Texte présenté:

L’archéologie du vivant et de la vie artificielle est exposée au Centre Pompidou qui présente de manière prospective les œuvres récentes d’une cinquantaine de créateurs ainsi que des recherches issues de laboratoires scientifiques. Son matériau même est évolutif, certaines œuvres étant impliquées dans un processus de croissance ou de dégénérescence. Jusqu’au 15 avril 2019, « Mutations / Créations 3 » convoque le design, les arts visuels et numériques à travers une exposition collective, au croisement des disciplines, « La Fabrique du vivant ».
Laboratoire annuel de la création et de l’innovation au Centre Pompidou, « Mutations / Créations » interroge les liens entre arts, science, ingénierie et innovation. Le cycle réunit des artistes, ingénieurs, scientifiques et entrepreneurs, tous les protagonistes du sensible et de l’intelligible, qui infléchissent et transgressent notre présent.
Pour sa troisième édition, la manifestation convoque les arts visuels et numériques, le design et la parole, à travers une exposition collective « La Fabrique du vivant », la première exposition personnelle et monographique en Europe de l’artiste brésilienne Erika Verzutti, ainsi que la troisième édition du forum Vertigo, mené par l’Ircam.

Consignes:
• A. Transcrivez intégralement le texte sur l'exposition « Mutations / Créations » au Centre Pompidou, sans rien y changer.
• B. Extrayez des enregistrements ci-dessous chaque ligne contenant la chaîne « jacket » et recopiez-la sans modification.

Données à traiter:
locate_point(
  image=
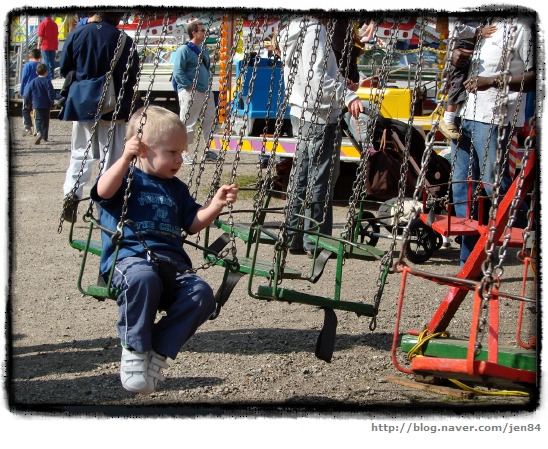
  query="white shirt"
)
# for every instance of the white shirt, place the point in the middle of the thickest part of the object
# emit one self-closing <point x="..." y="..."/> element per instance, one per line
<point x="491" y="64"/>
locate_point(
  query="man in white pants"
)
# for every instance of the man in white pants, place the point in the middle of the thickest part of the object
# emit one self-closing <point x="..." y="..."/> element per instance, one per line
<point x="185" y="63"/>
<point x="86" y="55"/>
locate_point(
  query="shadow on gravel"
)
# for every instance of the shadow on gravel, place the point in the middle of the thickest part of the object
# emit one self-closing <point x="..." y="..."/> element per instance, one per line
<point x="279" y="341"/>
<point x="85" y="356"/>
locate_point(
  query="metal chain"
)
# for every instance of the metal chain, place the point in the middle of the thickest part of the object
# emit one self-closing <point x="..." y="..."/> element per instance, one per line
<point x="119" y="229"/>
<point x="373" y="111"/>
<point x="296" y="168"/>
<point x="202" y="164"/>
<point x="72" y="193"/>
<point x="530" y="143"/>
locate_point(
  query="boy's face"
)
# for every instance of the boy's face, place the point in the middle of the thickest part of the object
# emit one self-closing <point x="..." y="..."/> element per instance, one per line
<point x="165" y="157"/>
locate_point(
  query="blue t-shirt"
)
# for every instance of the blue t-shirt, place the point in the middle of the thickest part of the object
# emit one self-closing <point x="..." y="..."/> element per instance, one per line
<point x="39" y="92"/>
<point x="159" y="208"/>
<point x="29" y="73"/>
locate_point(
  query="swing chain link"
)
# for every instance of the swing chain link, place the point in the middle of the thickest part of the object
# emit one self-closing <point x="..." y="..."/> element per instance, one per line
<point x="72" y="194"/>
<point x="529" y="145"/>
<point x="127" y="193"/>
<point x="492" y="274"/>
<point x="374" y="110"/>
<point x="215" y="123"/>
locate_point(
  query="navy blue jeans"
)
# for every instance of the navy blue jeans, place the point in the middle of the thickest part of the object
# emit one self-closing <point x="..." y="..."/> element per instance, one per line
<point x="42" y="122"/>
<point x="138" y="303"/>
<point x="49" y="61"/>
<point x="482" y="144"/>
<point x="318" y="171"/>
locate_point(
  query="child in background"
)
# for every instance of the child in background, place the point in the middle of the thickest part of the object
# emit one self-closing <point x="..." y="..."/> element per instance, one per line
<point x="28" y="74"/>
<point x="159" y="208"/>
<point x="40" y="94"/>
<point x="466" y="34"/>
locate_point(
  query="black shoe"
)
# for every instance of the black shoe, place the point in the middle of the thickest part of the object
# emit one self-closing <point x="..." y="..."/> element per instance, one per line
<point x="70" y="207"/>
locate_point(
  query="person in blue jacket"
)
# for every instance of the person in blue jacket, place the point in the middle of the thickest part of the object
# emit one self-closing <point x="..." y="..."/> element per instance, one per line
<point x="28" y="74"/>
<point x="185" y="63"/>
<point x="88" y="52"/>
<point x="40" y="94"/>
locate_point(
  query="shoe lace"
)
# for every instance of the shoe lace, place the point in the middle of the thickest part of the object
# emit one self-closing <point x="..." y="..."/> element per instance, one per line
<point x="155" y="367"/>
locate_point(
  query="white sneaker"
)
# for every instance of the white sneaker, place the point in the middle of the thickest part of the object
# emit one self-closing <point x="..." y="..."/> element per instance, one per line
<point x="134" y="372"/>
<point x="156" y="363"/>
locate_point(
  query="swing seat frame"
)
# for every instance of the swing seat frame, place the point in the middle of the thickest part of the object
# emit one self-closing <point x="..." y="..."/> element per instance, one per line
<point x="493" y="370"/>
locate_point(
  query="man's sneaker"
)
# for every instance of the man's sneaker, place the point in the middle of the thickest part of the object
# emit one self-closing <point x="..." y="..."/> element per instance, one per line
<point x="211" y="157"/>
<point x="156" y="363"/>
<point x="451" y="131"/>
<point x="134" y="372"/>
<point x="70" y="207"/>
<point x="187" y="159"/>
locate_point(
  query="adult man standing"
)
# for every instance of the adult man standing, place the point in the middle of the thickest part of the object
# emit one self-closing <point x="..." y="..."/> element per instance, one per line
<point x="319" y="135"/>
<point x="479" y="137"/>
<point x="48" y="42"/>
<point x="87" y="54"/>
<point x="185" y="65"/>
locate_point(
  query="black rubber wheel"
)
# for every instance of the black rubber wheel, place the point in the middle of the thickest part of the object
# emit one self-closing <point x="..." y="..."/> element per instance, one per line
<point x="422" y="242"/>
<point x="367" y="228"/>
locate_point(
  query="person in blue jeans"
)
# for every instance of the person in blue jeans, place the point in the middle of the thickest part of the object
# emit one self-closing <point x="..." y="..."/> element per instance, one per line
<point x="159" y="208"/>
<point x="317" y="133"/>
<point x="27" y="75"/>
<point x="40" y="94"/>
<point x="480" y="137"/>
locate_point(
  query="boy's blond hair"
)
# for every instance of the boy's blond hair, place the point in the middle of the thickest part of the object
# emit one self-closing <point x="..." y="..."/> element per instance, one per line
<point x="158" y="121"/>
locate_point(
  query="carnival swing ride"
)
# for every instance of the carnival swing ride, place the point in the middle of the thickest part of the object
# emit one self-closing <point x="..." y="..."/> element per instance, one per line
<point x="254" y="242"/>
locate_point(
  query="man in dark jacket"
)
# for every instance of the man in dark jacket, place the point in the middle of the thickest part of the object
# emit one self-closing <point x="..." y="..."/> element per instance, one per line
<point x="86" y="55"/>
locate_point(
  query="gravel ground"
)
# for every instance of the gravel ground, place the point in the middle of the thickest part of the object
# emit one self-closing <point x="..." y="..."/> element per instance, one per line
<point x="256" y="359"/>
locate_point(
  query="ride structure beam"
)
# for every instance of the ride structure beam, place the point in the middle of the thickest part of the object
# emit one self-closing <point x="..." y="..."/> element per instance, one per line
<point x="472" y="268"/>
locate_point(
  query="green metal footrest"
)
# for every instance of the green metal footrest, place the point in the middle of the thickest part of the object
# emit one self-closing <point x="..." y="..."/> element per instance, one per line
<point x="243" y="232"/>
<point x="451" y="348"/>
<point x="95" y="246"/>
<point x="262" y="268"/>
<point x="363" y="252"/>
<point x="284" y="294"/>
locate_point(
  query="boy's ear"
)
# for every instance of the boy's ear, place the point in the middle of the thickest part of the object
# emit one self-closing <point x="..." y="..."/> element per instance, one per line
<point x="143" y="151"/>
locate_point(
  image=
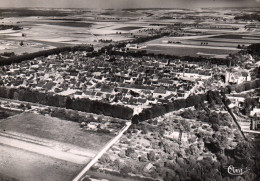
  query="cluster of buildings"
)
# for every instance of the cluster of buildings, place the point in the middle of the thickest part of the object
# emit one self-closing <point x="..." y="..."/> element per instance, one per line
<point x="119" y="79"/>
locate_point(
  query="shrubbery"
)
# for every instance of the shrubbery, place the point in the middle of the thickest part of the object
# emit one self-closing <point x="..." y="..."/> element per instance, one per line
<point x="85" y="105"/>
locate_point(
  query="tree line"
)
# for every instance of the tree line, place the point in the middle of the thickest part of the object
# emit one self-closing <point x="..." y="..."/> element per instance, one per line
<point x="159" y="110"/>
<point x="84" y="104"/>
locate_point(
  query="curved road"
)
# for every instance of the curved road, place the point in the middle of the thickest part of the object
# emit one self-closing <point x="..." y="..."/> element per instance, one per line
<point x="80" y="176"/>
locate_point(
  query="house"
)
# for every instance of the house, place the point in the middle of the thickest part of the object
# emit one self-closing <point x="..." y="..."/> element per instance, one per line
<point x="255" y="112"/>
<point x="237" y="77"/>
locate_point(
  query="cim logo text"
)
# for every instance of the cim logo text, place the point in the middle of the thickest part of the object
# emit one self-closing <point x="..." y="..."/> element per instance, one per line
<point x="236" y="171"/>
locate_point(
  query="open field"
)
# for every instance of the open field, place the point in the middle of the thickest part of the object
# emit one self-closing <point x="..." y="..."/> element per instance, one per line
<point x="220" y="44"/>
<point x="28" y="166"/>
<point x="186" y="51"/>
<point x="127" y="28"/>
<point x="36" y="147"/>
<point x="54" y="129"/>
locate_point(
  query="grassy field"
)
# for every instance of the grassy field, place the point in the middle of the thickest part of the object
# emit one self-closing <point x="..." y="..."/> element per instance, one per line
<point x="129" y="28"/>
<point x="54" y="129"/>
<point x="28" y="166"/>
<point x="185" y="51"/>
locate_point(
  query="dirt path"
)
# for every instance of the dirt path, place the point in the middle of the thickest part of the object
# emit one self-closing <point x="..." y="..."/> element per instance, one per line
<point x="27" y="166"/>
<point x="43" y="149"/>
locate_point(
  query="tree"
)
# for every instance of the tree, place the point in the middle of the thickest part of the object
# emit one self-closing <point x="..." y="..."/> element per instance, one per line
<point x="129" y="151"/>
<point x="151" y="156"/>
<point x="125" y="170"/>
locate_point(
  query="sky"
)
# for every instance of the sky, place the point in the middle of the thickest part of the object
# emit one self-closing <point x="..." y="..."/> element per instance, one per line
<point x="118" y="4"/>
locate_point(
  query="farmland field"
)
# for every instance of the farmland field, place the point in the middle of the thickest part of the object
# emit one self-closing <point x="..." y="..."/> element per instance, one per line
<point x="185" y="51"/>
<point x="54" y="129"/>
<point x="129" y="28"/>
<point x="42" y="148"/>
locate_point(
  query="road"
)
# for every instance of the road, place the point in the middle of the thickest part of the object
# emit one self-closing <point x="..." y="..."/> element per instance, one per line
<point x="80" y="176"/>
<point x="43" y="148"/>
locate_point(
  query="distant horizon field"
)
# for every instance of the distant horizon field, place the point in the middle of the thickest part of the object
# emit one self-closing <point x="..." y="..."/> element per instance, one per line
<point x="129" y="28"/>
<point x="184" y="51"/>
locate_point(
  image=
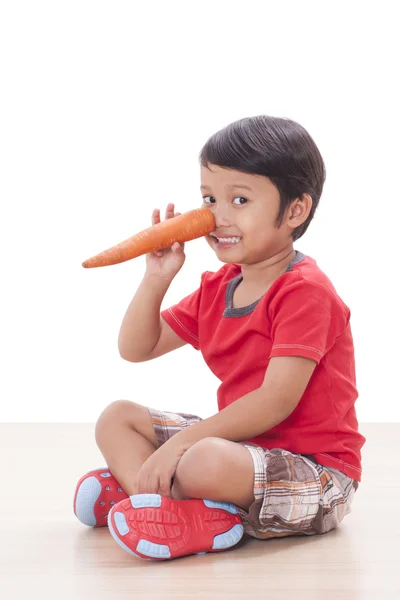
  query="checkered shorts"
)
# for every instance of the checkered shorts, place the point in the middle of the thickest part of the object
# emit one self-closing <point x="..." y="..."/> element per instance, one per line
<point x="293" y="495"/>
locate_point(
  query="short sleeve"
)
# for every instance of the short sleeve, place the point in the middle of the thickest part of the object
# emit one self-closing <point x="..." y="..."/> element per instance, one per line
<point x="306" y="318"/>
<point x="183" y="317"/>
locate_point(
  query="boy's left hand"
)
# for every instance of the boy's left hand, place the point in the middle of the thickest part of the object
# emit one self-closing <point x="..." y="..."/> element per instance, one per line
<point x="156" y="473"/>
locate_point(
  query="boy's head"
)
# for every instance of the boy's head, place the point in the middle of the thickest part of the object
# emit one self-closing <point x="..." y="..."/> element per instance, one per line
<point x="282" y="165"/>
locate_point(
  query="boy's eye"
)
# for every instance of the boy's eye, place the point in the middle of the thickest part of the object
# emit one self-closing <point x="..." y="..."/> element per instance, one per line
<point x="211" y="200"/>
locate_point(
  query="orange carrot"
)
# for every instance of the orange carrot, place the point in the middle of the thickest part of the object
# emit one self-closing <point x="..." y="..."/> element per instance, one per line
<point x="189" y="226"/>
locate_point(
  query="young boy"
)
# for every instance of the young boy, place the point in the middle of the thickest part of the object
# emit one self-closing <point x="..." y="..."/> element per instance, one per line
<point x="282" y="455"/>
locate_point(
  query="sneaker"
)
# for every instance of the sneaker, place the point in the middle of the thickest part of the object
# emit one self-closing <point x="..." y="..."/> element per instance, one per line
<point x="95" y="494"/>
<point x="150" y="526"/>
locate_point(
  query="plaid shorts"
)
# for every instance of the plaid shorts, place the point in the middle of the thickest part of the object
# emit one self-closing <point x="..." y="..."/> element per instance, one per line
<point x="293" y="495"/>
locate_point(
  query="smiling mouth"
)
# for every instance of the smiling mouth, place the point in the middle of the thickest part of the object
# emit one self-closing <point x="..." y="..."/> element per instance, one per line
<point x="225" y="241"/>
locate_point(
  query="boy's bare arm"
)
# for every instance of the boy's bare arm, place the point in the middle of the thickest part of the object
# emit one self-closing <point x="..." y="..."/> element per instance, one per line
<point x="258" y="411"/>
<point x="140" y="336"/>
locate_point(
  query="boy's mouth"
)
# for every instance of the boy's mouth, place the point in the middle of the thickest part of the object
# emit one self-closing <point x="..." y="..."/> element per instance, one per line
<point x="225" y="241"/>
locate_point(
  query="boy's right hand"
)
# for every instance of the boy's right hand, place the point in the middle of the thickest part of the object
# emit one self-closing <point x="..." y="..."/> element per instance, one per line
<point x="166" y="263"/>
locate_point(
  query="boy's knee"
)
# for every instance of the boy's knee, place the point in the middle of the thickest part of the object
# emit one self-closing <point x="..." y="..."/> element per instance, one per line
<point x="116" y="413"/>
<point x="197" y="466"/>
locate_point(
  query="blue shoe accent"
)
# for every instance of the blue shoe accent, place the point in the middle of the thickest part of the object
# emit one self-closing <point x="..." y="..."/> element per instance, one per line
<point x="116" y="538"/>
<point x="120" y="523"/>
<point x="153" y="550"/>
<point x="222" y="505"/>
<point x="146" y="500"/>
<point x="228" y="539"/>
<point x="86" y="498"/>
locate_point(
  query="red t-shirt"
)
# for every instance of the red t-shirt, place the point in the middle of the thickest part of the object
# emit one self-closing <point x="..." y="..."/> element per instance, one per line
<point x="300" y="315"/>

Résultats attendus:
• A.
L’archéologie du vivant et de la vie artificielle est exposée au Centre Pompidou qui présente de manière prospective les œuvres récentes d’une cinquantaine de créateurs ainsi que des recherches issues de laboratoires scientifiques. Son matériau même est évolutif, certaines œuvres étant impliquées dans un processus de croissance ou de dégénérescence. Jusqu’au 15 avril 2019, « Mutations / Créations 3 » convoque le design, les arts visuels et numériques à travers une exposition collective, au croisement des disciplines, « La Fabrique du vivant ».
Laboratoire annuel de la création et de l’innovation au Centre Pompidou, « Mutations / Créations » interroge les liens entre arts, science, ingénierie et innovation. Le cycle réunit des artistes, ingénieurs, scientifiques et entrepreneurs, tous les protagonistes du sensible et de l’intelligible, qui infléchissent et transgressent notre présent.
Pour sa troisième édition, la manifestation convoque les arts visuels et numériques, le design et la parole, à travers une exposition collective « La Fabrique du vivant », la première exposition personnelle et monographique en Europe de l’artiste brésilienne Erika Verzutti, ainsi que la troisième édition du forum Vertigo, mené par l’Ircam.

• B.
  query="person in blue jacket"
# for every instance of the person in blue jacket, place the point in the middle of the thickest part of the object
  query="man in dark jacket"
# for every instance of the man in dark jacket, place the point in the middle of the thickest part of the object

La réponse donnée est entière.